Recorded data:
----------

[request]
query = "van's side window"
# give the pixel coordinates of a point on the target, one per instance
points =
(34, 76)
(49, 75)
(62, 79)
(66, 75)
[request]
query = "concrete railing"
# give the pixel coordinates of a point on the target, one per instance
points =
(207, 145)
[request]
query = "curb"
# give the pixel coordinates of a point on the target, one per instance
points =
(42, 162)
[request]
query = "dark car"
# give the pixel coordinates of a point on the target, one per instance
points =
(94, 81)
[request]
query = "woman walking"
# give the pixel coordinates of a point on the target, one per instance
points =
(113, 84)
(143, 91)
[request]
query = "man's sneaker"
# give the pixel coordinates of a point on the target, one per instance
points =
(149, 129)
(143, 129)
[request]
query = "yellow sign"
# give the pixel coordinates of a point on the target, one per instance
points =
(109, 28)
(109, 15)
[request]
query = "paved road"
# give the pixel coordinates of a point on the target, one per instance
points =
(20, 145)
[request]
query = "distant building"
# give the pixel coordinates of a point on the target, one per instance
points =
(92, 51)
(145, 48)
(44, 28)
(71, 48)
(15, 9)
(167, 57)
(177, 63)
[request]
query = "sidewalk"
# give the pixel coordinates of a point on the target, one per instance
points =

----------

_DO THIS_.
Write the entries again, exactly as they stand.

_TASK ANSWER_.
[request]
query = "van's side window"
# give the pixel coordinates of a point on the target, one per instance
points =
(34, 76)
(49, 75)
(62, 79)
(66, 75)
[request]
query = "concrete railing"
# give the pixel coordinates of a point on the target, one per instance
points =
(207, 145)
[request]
query = "curb"
# give the pixel coordinates of a point on the target, one per instance
points =
(42, 162)
[request]
query = "dark car"
# give the pixel coordinates of a point on the target, one per instance
points =
(94, 81)
[request]
query = "woman walking"
# give the pixel coordinates of a point on the target, one per instance
points =
(113, 84)
(143, 91)
[request]
query = "man's sneaker"
# give the pixel coordinates of a point on the target, one per instance
points =
(149, 129)
(143, 129)
[request]
query = "yellow sign"
# give the pixel coordinates of a point on the target, one per instance
points =
(109, 28)
(109, 15)
[request]
query = "paved road"
# give the pixel coordinates of a point on the target, one per instance
points =
(20, 145)
[request]
query = "distant building"
# give the pixel coordinates of a point on the target, one per instance
points =
(92, 51)
(145, 48)
(44, 28)
(71, 48)
(15, 9)
(167, 57)
(177, 63)
[request]
query = "sidewalk"
# give the pixel coordinates of a point on the target, one per instance
points =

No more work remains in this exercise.